▶ **INFORMATION PROVIDED**
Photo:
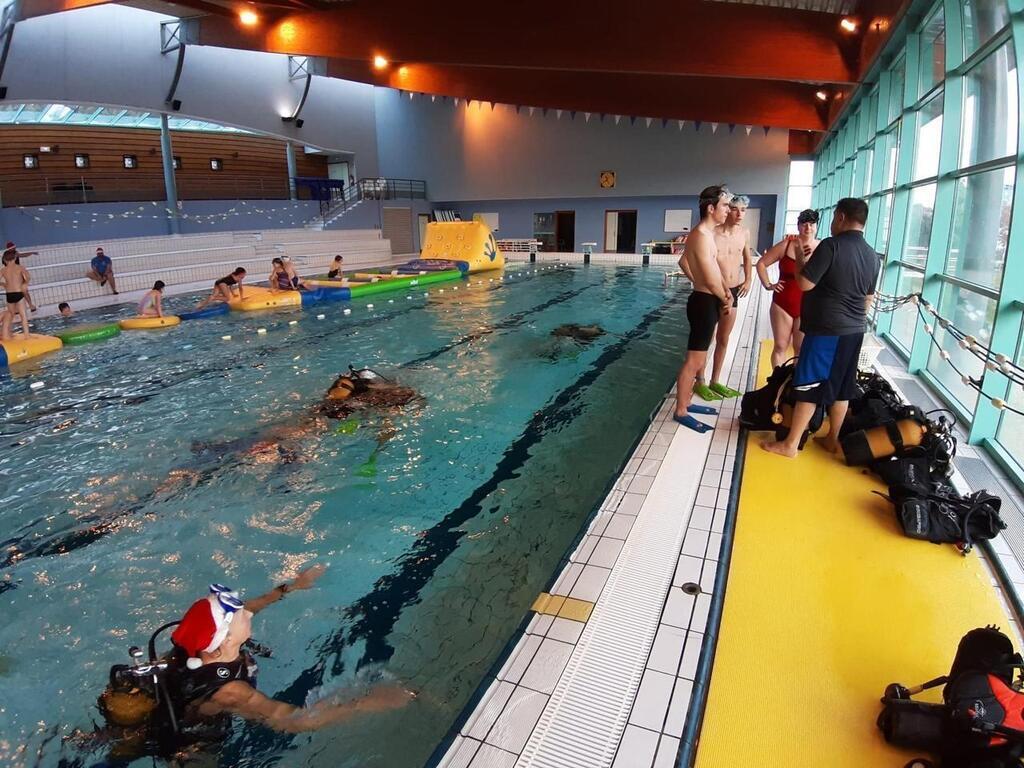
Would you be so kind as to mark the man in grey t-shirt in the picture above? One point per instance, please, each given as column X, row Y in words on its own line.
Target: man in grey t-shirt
column 838, row 281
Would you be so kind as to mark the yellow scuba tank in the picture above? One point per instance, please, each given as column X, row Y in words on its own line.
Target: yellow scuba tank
column 128, row 709
column 868, row 445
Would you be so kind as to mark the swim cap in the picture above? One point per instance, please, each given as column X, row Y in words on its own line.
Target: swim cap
column 342, row 388
column 204, row 627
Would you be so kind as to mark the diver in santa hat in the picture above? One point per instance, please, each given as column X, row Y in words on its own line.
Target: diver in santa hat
column 210, row 675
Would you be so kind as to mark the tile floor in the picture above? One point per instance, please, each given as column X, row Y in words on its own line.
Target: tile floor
column 614, row 691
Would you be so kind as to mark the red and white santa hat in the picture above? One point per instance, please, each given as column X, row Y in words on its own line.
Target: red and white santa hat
column 205, row 625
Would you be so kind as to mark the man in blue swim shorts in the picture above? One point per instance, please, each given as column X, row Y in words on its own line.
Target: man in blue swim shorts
column 838, row 281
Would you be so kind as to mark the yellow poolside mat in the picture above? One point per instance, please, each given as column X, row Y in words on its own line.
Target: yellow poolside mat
column 826, row 603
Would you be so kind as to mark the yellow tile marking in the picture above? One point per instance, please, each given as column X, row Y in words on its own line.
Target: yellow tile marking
column 565, row 607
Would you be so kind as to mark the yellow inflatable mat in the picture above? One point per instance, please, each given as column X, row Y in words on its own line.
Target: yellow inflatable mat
column 826, row 602
column 257, row 297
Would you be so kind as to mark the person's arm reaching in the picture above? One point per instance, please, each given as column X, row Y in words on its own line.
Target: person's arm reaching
column 685, row 266
column 303, row 581
column 811, row 267
column 748, row 265
column 712, row 271
column 771, row 256
column 241, row 698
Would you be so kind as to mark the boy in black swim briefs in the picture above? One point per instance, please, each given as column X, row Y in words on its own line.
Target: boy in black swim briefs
column 711, row 300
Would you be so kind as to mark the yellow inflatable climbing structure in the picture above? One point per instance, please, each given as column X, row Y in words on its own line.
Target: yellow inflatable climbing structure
column 469, row 244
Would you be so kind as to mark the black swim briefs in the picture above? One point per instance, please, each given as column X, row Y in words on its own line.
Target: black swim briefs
column 702, row 311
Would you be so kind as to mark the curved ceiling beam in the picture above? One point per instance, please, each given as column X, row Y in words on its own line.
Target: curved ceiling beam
column 675, row 97
column 650, row 37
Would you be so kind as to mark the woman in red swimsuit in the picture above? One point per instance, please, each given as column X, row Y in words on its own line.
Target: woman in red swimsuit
column 786, row 296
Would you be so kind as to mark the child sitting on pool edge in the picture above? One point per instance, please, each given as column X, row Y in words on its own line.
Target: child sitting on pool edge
column 151, row 305
column 336, row 267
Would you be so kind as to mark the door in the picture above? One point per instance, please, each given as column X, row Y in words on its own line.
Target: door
column 610, row 230
column 424, row 219
column 753, row 223
column 338, row 171
column 620, row 231
column 565, row 231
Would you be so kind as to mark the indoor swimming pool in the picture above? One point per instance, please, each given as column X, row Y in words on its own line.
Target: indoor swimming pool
column 151, row 465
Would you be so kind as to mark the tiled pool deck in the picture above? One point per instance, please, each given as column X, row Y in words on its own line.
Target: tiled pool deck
column 614, row 689
column 603, row 674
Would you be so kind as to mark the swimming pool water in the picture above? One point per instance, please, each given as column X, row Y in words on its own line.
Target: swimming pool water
column 143, row 470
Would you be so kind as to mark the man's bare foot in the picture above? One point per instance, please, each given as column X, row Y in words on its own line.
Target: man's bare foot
column 780, row 449
column 828, row 444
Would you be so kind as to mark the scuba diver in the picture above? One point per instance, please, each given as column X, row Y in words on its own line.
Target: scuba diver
column 351, row 394
column 180, row 704
column 578, row 333
column 354, row 394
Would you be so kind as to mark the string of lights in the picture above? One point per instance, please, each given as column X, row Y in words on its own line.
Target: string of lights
column 145, row 211
column 933, row 322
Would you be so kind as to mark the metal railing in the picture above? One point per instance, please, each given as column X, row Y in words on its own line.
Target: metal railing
column 130, row 186
column 336, row 196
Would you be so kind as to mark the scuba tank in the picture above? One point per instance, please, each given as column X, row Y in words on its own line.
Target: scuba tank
column 367, row 375
column 867, row 445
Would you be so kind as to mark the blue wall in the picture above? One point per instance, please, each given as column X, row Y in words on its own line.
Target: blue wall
column 516, row 216
column 478, row 154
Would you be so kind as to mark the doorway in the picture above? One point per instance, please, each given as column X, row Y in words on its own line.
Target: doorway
column 620, row 231
column 565, row 231
column 753, row 223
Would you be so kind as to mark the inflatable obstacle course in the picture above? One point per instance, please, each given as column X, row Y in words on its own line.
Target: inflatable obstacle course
column 452, row 250
column 148, row 324
column 22, row 348
column 87, row 334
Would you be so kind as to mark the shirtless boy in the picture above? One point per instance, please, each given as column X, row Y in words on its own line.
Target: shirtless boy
column 15, row 280
column 733, row 244
column 710, row 300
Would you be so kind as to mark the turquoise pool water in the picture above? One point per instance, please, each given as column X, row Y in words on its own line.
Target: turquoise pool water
column 137, row 475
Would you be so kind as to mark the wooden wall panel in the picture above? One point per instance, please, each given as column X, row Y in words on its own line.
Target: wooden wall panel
column 253, row 166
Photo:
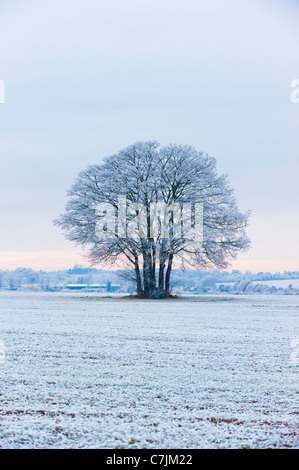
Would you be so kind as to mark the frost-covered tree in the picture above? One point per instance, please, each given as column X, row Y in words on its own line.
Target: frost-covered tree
column 148, row 175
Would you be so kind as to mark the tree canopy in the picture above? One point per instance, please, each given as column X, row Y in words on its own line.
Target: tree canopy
column 155, row 190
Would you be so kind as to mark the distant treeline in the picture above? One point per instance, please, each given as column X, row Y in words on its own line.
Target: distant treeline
column 189, row 281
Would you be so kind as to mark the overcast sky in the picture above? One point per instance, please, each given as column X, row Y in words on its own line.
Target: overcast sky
column 85, row 78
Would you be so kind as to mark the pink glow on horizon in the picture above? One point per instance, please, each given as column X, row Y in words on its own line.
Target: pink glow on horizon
column 59, row 260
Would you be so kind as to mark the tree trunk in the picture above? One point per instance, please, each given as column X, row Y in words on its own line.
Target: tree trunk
column 161, row 276
column 138, row 278
column 167, row 277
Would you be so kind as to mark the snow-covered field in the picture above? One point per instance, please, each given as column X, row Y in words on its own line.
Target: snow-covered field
column 85, row 371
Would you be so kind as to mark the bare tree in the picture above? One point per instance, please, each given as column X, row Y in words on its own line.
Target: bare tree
column 148, row 175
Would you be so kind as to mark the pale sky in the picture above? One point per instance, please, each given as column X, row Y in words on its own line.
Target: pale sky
column 85, row 78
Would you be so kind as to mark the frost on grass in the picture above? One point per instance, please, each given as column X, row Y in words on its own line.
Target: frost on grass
column 111, row 373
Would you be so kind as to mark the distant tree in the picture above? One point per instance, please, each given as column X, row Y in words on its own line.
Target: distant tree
column 148, row 174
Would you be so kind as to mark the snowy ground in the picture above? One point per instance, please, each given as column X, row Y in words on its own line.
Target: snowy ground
column 84, row 371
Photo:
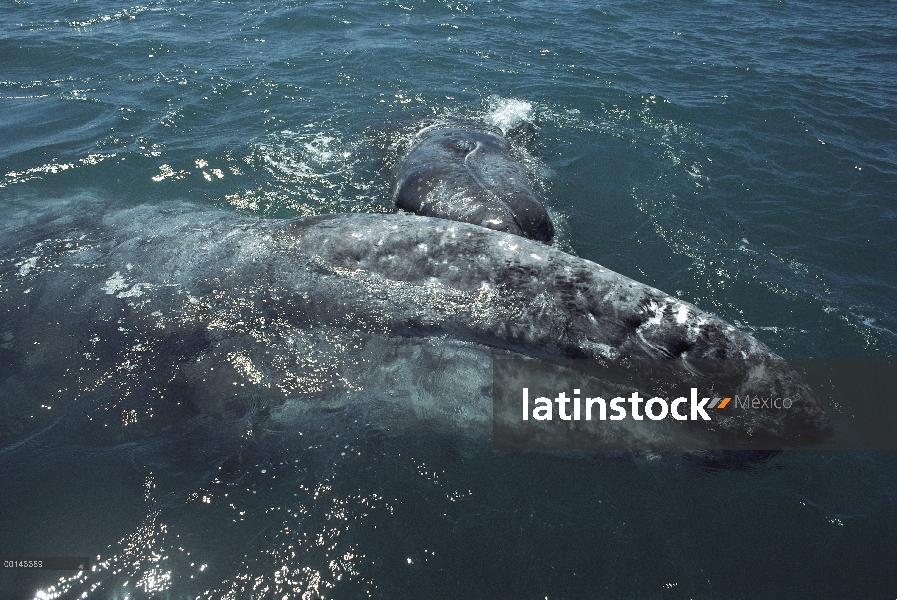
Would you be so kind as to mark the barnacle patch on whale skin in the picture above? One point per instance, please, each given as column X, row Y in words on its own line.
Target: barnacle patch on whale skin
column 466, row 172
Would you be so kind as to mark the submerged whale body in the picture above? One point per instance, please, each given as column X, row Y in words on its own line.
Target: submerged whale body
column 201, row 312
column 465, row 172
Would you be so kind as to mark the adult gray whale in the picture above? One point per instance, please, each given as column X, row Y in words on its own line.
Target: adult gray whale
column 146, row 312
column 465, row 172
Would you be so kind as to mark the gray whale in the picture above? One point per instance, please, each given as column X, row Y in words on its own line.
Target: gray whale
column 465, row 172
column 182, row 308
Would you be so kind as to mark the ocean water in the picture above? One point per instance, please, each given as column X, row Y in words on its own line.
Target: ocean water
column 741, row 156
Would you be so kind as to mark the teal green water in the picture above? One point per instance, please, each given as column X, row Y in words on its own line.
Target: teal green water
column 741, row 156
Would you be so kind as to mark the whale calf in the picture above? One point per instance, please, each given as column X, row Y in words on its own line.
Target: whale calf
column 465, row 172
column 182, row 312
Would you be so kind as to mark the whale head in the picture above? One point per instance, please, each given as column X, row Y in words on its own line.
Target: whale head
column 467, row 173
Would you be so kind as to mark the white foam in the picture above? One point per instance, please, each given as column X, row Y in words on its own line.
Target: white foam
column 507, row 113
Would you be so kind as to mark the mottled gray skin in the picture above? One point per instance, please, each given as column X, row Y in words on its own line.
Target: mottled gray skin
column 466, row 173
column 326, row 308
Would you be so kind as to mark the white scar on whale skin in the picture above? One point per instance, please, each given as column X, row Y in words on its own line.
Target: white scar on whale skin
column 326, row 308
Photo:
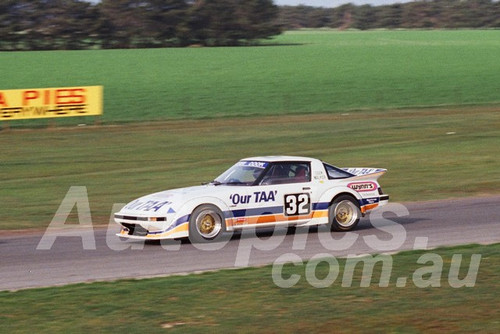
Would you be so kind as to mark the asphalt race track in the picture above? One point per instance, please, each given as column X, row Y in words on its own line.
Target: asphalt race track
column 84, row 255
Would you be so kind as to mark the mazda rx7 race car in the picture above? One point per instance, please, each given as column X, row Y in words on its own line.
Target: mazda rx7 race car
column 257, row 192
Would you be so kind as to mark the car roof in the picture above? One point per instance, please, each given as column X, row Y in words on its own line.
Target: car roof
column 278, row 158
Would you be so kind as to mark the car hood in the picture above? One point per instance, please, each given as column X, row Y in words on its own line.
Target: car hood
column 165, row 202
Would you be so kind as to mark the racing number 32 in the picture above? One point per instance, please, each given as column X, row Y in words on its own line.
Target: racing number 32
column 297, row 204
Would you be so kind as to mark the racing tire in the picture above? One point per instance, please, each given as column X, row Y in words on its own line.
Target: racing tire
column 207, row 224
column 344, row 213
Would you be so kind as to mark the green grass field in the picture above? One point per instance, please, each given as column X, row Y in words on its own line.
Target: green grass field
column 311, row 71
column 356, row 93
column 120, row 163
column 423, row 104
column 248, row 301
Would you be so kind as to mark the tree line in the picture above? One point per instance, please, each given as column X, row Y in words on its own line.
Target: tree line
column 80, row 24
column 423, row 14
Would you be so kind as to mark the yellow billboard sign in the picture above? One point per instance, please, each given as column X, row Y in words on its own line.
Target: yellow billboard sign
column 16, row 104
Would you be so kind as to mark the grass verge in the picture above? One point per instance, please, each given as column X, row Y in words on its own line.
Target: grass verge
column 248, row 301
column 430, row 154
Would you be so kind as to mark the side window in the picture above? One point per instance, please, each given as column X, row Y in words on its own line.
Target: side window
column 287, row 172
column 336, row 173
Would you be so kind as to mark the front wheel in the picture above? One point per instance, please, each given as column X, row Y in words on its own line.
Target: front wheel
column 206, row 224
column 344, row 213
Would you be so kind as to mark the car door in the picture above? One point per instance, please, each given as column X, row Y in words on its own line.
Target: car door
column 290, row 184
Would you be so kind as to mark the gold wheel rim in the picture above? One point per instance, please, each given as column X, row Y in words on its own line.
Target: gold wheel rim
column 208, row 224
column 345, row 213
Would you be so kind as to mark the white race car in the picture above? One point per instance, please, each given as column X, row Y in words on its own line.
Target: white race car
column 257, row 192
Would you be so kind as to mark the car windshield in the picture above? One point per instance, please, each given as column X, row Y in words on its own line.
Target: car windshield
column 242, row 173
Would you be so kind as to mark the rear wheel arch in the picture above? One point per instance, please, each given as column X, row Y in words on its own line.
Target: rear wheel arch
column 207, row 222
column 344, row 212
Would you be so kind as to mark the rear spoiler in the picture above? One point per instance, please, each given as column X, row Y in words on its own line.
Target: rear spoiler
column 365, row 173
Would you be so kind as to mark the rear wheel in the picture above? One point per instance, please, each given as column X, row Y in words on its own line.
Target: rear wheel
column 344, row 213
column 206, row 224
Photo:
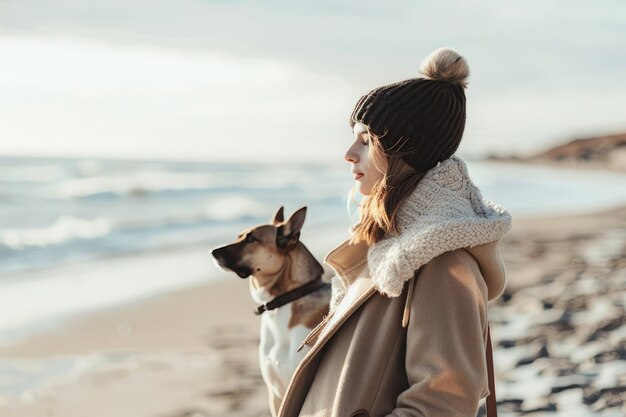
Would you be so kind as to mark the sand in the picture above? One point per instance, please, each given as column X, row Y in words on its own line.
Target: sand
column 193, row 352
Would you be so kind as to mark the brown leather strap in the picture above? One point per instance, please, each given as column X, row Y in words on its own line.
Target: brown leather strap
column 492, row 411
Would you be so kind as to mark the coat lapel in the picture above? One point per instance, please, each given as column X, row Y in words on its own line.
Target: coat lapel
column 349, row 263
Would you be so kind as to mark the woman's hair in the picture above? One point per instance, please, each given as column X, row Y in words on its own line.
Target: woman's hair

▶ **WORK TO BE COMPLETED**
Switch "hood" to "bonnet" in everything from the line containing "Would you be so kind as to mark the car roof" down to the line containing "column 297, row 204", and write out only those lines with nothing else changed.

▶ **CORRECT ANSWER**
Would you be so kind as to mark the car roof in the picture above? One point per instance, please, each given as column X, row Y in words on its own line.
Target: car roof
column 278, row 158
Would you be so kind as to mark the car bonnet in the picture above? One point per instance, please, each given as column X, row Y in words on its own line.
Target: car bonnet
column 165, row 202
Would you be so kind as to mark the racing number 32 in the picture above? One point per instance, please, each given as column X, row Y in words on its own line.
Target: racing number 32
column 297, row 204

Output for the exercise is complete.